• [To be done]
Transcribe everything from "Why This Matters" down to "vastly more productive." in the Linux chapter below.

• [Text]
>>>

Chapter 17: Unix, Linux, and Shell Scripting
Introduction
While building kernels teaches you how operating systems work internally, most system programming involves working with existing systems like Linux and Unix. This chapter covers Linux system programming APIs, shell scripting for automation, process management, and interacting with the kernel from user space.
Why This Matters
Linux powers servers, embedded systems, Android phones, supercomputers, and cloud infrastructure. Understanding Linux system programming is essential for server development, DevOps, system administration, and application development. Shell scripting automates tasks and glues programs together, making you vastly more productive.

<<<

• [Source data]
>>>

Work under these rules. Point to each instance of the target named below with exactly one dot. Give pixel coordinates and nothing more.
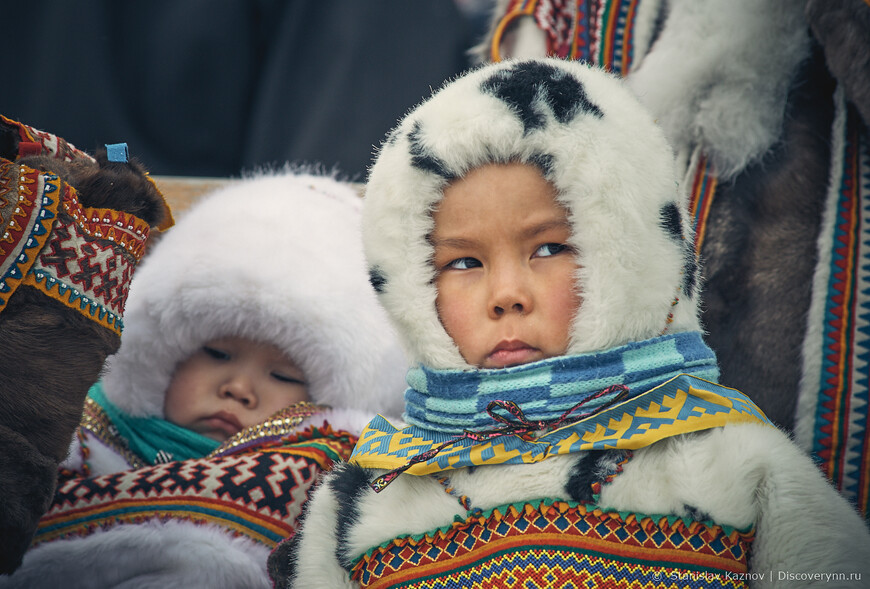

<<<

• [Solution for this task]
Why This Matters
Linux powers servers, embedded systems, Android phones, supercomputers, and cloud infrastructure. Understanding Linux system programming is essential for server development, DevOps, system administration, and application development. Shell scripting automates tasks and glues programs together, making you vastly more productive.